## EXERCISE GOAL:
Reproduce each of the entries below verbatim, line for line.

(Point labels for objects)
* * * * * * * * *

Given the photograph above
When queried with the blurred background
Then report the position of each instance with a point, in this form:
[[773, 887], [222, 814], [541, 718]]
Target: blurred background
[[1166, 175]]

* * * * * * * * *

## COMPLETED TASK:
Given the photograph above
When queried with the blurred background
Then report the position of each instance with a point, in this form:
[[773, 887], [222, 814], [541, 718]]
Target: blurred background
[[1166, 175]]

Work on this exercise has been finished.